(Stored entries)
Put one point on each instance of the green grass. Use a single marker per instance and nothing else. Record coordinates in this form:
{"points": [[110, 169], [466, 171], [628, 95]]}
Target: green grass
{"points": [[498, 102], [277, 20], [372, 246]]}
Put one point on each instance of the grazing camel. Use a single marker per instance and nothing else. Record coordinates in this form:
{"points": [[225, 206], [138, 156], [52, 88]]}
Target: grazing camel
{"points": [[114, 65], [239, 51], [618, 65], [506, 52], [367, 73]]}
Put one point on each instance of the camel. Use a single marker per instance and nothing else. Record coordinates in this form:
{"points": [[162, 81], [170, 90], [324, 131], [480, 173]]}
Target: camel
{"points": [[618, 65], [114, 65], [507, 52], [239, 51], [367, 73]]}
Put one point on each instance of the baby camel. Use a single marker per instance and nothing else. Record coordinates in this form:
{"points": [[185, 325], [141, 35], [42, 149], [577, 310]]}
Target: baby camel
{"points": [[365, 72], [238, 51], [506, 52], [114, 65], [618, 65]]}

▸ GOAL OF THE EXERCISE
Each line from the one with "Target: camel" through the last line of the records above must be retyped exactly, and no other line may be given.

▸ RESPONSE
Target: camel
{"points": [[618, 65], [114, 65], [507, 52], [239, 51], [367, 73]]}
Put one point on each instance of the baby camel. Use a single marker per instance and nothing else. Record coordinates in this form:
{"points": [[185, 325], [141, 35], [42, 149], [577, 310]]}
Target: baby camel
{"points": [[365, 72], [238, 51], [506, 52], [114, 65], [618, 65]]}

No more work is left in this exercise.